Thursday, February 12, 2026

Bioterrorism in America: From the Rajneeshee Attack to Anthrax Letters and the Modern Engineered Virus Threat

The Shadow War spy thriller echoes real bioterror threats as Corey Pearson and his CIA team battle to thwart an attack on New York City

      Bioterrorism sounds like something cooked up in a Hollywood writers’ room. A shadowy lab. A rogue scientist. A city on the brink. It feels distant, dramatic, almost cinematic.

     But here’s the hard truth: it’s already happened here.

     Not in some failed state overseas. Not in a war zone. Here. In the United States. Quietly. Methodically. And in ways that most people have long since forgotten.

Back in 1984, in a quiet stretch of Oregon, followers of the Rajneeshee cult decided they wanted control of a local election in The Dalles. They didn’t stuff ballot boxes. They didn’t hold rallies. They went after something much simpler and far more chilling. They walked into local restaurants and contaminated salad bars with salmonella. Just sprinkled it in and walked away.

     For days, people in town started getting sick. Not just a little sick. Violently sick. Diarrhea, fever, dehydration. Families thought it was food poisoning. Doctors thought it was a bad outbreak. No one imagined it was deliberate. By the time it was over, 751 people were ill. Hospitals were strained. The town was shaken. And only later did authorities uncover what had really happened: a calculated biological attack designed to manipulate democracy.

     That’s the part that lingers. It wasn’t a foreign army. It wasn’t a missile strike. It was a group with a plan, access to a pathogen, and the patience to use it. No explosions. No sirens. Just bacteria on lettuce leaves.

     And it didn’t stop there.

Requirement 1
According to the bioterrorism article, how many people became ill from the 1984 salad bar contamination in The Dalles?
Requirement 2
Echo the part of the bioterrorism article starting at "Bioterrorism in America: From" and ending at "long since forgotten.".
Requirement 3
Carry on the bioterrorism article past its final line, keeping its voice and style.

Extracted information
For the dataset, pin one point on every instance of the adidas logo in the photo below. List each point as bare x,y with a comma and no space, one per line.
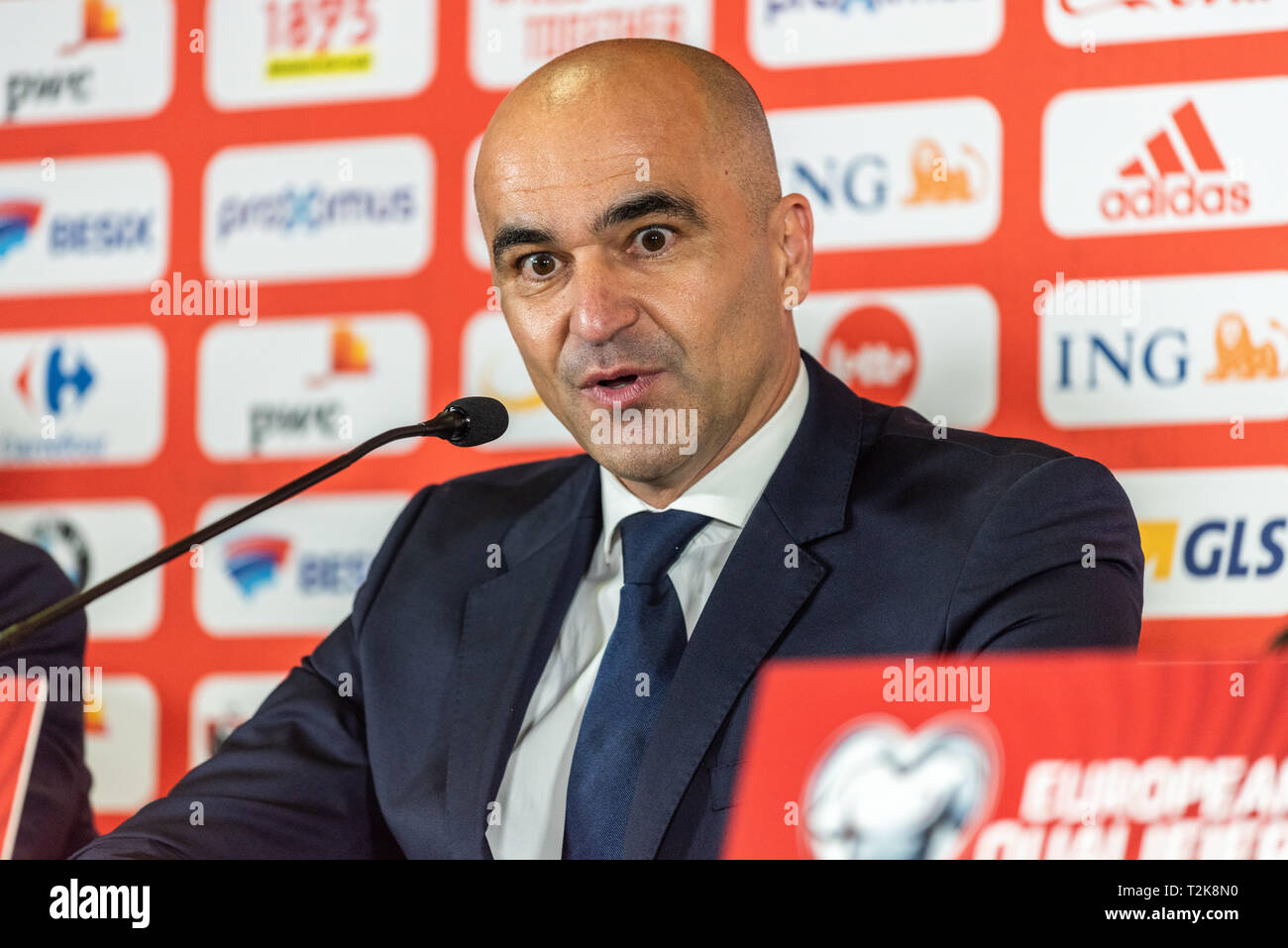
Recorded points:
1180,174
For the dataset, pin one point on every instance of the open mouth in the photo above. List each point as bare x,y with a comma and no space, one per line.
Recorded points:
618,382
618,389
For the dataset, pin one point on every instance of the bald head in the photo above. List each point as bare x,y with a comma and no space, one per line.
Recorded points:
644,253
612,76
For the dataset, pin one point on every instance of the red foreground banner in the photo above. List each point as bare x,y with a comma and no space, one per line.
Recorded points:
1043,758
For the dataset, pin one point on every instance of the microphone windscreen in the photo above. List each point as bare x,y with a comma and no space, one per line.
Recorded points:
487,420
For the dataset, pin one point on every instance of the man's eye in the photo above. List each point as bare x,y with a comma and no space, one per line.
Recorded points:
539,265
652,240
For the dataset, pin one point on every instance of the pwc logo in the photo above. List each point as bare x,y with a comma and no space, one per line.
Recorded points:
1215,540
1163,183
932,350
1170,158
1181,350
308,386
67,60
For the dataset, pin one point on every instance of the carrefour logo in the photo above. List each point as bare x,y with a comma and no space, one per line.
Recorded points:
1215,540
81,395
82,224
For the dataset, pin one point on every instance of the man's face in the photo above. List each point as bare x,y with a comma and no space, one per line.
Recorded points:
631,274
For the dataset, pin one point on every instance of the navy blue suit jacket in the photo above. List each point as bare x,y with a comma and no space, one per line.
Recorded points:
874,536
55,815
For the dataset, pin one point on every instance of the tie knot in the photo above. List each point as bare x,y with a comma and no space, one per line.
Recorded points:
652,541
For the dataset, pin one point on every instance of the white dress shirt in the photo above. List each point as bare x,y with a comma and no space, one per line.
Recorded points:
529,817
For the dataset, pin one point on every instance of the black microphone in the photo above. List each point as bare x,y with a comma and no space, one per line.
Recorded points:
465,423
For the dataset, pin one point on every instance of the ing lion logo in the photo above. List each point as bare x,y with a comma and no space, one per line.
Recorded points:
934,179
1235,355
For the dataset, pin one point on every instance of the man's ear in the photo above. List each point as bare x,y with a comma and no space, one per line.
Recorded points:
794,223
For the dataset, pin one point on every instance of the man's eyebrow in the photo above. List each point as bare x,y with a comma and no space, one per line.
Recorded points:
649,202
627,209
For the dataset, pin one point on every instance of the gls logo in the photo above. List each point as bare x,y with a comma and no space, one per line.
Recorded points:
1215,540
1164,158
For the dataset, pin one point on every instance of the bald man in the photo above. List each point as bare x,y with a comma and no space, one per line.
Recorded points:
558,659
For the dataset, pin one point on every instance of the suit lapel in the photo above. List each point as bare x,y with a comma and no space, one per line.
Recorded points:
752,603
510,623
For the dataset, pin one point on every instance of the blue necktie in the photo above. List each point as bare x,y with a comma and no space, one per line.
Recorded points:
638,666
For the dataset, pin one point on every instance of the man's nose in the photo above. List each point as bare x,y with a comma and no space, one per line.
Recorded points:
601,303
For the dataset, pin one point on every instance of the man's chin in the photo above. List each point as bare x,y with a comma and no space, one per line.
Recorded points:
651,464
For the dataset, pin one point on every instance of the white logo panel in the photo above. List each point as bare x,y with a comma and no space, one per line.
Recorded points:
1183,350
510,40
1153,158
894,174
1106,22
1215,540
267,54
82,224
294,569
308,386
81,397
791,34
931,350
82,60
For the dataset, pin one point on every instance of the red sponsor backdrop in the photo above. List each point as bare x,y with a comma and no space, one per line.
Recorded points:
1019,76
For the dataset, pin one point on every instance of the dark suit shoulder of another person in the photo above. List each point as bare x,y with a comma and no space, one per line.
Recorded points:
56,818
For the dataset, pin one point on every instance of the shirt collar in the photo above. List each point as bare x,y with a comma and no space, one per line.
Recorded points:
730,489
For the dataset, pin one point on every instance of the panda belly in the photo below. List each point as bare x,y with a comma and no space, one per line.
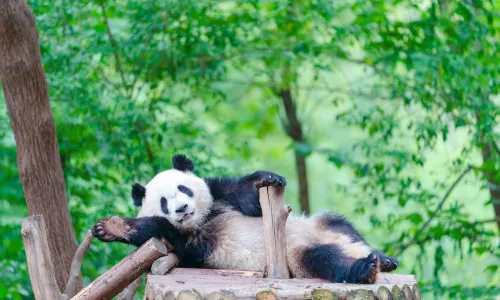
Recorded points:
240,243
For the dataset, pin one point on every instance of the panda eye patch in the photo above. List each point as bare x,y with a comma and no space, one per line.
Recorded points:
185,190
164,207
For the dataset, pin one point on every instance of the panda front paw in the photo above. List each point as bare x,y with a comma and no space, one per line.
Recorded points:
112,229
388,264
270,179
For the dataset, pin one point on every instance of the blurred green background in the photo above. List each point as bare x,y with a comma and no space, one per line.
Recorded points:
396,103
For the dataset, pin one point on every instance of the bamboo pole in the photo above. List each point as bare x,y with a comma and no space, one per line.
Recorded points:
274,215
124,273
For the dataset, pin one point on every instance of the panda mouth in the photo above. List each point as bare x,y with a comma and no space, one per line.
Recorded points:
186,217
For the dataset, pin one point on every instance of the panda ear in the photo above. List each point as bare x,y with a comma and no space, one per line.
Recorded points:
138,193
182,163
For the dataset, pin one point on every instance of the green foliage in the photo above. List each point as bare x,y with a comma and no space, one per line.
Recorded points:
399,101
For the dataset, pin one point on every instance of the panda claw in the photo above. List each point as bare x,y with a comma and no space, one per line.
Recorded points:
270,179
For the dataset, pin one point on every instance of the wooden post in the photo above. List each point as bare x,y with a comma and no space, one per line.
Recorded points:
40,267
124,273
274,215
27,96
75,274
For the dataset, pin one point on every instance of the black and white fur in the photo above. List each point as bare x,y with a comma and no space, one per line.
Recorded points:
215,223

Written answer 1
751 people became ill.

Written answer 2
Bioterrorism in America: From the Rajneeshee Attack to Anthrax Letters and the Modern Engineered Virus Threat

The Shadow War spy thriller echoes real bioterror threats as Corey Pearson and his CIA team battle to thwart an attack on New York City

      Bioterrorism sounds like something cooked up in a Hollywood writers’ room. A shadowy lab. A rogue scientist. A city on the brink. It feels distant, dramatic, almost cinematic.

     But here’s the hard truth: it’s already happened here.

     Not in some failed state overseas. Not in a war zone. Here. In the United States. Quietly. Methodically. And in ways that most people have long since forgotten.

Written answer 3
     Seventeen years later, in 2001, envelopes began arriving in mailrooms across the country. Powder spilled out when they were opened. Inside was anthrax. The spores traveled through the postal system and into office air.  Five people died. Seventeen others were infected. Government buildings shut down. Newsrooms evacuated. Members of Congress suddenly found themselves targets of an invisible weapon. The country was already on edge after 9/11. The anthrax letters turned that tension into something more personal. Something that could show up in your mailbox.

     These weren’t plots from a paperback thriller. They were real-world proof that biology can be weaponized without tanks, jets, or battalions. It only takes knowledge, access, and intent.

     When I wrote my spy thriller Shadow War, I kept circling back to that reality. In the novel, CIA operative Corey Pearson starts out chasing what looks like a Russian sleeper cell. Standard spy stuff. But the deeper he digs, the more he realizes the real threat isn’t a bomb hidden in a van. It’s an engineered virus designed to ignite chaos in New York. The kind of weapon that moves silently through subway cars and office towers before anyone understands what’s happening.

     That idea isn’t fantasy pulled out of thin air. Scientists today can modify pathogens with astonishing precision. Most of that work saves lives. It leads to vaccines, treatments, breakthroughs. But the same tools, in the wrong hands, can be turned. Technology gets cheaper. Knowledge spreads. Barriers shrink. Intelligence officials have warned for years that nonstate actors could eventually gain access to advanced biological techniques. You don’t need a massive infrastructure anymore. You need expertise and a plan.

     That’s what makes bioterrorism different. It doesn’t announce itself. There’s no mushroom cloud. No deafening blast. It seeps in. It rides the air in a crowded room. It clings to a doorknob. It travels through systems we trust every day, from restaurants to postal routes to public transit.

     In Shadow War, as Pearson pulls at the threads, he discovers something even more unsettling. The threat isn’t purely foreign. There are cracks inside the system. Compromised insiders. Political agendas. Bureaucratic hesitation. The very institutions meant to protect the public struggle under pressure. That tension between external enemies and internal weakness mirrors the real world more closely than we like to admit.

     Look back at Oregon. Look back at the anthrax letters. In both cases, the country was caught off guard. Not because the science was impossible to understand, but because the idea felt too extreme to be real. Until it was.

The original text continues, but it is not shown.